Странным образом это говорится о времени, когда созданы «Припа­док», «Скучная история», «Палата № 6», «Черный монах», когда со­вершается путешествие на Сахалин. О времени, когда уже явственно определилось драматическое своеобразие писательской позиции Чехова, противостоящей многим обветшалым канонам поздненароднической идео­логии и либеральной критики.

Зато Константин Коровин, который с присущей ему, великому жизнелюбу, и в живописи и в мемуарах яркостью запечатлел день, прове­денный с молодым Чеховым, не упустил в этой картине острейшего, хотя и шутливого по форме, спора писателя со знакомыми студентами, рьяно порицавшими мнимую безыдейность его произведений.

То, что в этом диспуте Левитан и сам Коровин целиком на стороне Чехова, не случайно. Оба они, равно как и Врубель, Серов, Нестеров, принадлежали к тому поколению, чьи художественные взгляды совре­менный нам исследователь характеризует как «хотя во многом и полеми­зирующие с творческими позициями передвижников и настаивающие на важном самостоятельном значении красоты и «отрадного» в искусстве, но отнюдь не противостоящие передовым принципам русской художествен­ной культуры, а лишь отражающие ее новый важный этап» [8]. Известно, что в знаменитом «мамонтовском кружке», к которому прямо принадле­жали или тяготели все названные художники, чеховские произведения встречались восторженно. «Читала ли ты Чехова рассказ «Святой ночью», — писала, например, Е. Д. Поленова Е. Г. Мамонтовой в марте 1889 года,— что за прелесть. Вот чудный мотив для картины, полупей­зажной, полужанровой. Его рассказы вообще очень вдохновительно действуют, есть превосходные картинки жизни... » [9]

Коровинские воспоминания лишний раз напоминают о том, что чеховские взгляды и искания в литературе были ярчайшим проявлением происходившего в русском искусстве конца века процесса обновления художественного языка.

• _СТРОКИ ДАННЫХ_:
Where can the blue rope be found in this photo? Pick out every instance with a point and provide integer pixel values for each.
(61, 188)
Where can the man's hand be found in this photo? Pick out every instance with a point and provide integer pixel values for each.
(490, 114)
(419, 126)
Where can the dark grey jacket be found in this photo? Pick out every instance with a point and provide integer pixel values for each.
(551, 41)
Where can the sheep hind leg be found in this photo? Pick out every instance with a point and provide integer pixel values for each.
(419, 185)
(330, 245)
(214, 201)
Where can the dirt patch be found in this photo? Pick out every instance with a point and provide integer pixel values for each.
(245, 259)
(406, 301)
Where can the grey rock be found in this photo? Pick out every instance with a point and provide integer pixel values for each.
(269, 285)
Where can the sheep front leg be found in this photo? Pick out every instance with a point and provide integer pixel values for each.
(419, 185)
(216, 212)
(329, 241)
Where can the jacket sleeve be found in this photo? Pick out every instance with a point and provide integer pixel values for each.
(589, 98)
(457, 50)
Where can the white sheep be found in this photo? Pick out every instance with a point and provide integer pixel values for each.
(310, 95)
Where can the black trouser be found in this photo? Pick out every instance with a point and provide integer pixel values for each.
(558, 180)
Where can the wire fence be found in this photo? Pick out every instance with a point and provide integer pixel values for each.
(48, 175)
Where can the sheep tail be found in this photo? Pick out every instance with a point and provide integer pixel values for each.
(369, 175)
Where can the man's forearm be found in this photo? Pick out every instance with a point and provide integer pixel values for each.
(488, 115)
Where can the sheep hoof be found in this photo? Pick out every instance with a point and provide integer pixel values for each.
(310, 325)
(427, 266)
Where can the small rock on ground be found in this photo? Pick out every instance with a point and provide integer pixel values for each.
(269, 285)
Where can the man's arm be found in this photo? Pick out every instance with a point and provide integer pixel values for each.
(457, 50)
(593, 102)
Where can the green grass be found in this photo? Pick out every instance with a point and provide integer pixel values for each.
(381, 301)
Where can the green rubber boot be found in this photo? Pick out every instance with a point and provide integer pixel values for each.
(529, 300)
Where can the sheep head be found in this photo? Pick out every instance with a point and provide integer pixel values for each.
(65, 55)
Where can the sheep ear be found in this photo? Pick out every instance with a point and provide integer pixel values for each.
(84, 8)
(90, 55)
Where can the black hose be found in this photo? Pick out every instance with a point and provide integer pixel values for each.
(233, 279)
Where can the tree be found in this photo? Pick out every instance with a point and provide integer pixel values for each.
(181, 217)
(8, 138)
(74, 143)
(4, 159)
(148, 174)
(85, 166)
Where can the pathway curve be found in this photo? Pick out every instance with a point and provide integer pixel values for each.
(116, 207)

• _ЗАДАЧИ_:
A - Соответствуют ли отрывку о Чехове утверждения (i) Коровин запечатлел спор Чехова со студентами, порицавшими безыдейность его произведений; (ii) в мамонтовском кружке чеховские произведения встречали холодно; (iii) письмо Поленовой Мамонтовой написано в марте 1889 года? На каждое ответьте «да» или «нет» и приведите точную цитату из отрывка, которая это решает.
B - Перечислите всех художников, которых отрывок о Чехове относит к одному поколению.
C - Пожалуйста, допишите отрывок о Чехове, начиная сразу после его последнего предложения.
Строки — отдельный материал, к отрывку о Чехове они не относятся.

• _ОТВЕТЫ ПО НОМЕРАМ_:
A -
(i) Да: «спора писателя со знакомыми студентами, рьяно порицавшими мнимую безыдейность его произведений».
(ii) Нет: «чеховские произведения встречались восторженно».
(iii) Да: «писала, например, Е. Д. Поленова Е. Г. Мамонтовой в марте 1889 года».

B - Левитан, Коровин, Врубель, Серов, Нестеров.

C -
В передаче позднейшего газетного хроникера известен рассказ того же мемуариста о разговоре, происшедшем у него с Левитаном в Треть­яковской галерее возле картины В. Г. Перова «Птицелов»: «Они нашли соловья хорошо написанным, а лес показался «железным». Молодые художники решили, что должно быть иначе: соловья не должно быть заметно, а лес должен быть такой, чтобы все понимали, что в нем поет соловей» [10]. Размышления, весьма близкие принципам чеховской пей­зажной «живописи», — вспомним хотя бы знаменитые, «программные» для писателя картину лунной ночи «через блеск «горлышка от разбитой бутылки» в рассказе «Волк», аналогичный совет в письме к брату Алек­сандру и завистливые слова Треплева о стиле Тригорина в «Чайке». Недаром в одном из левитановских писем к Чехову сказано: «Ты поразил меня как пейзажист... »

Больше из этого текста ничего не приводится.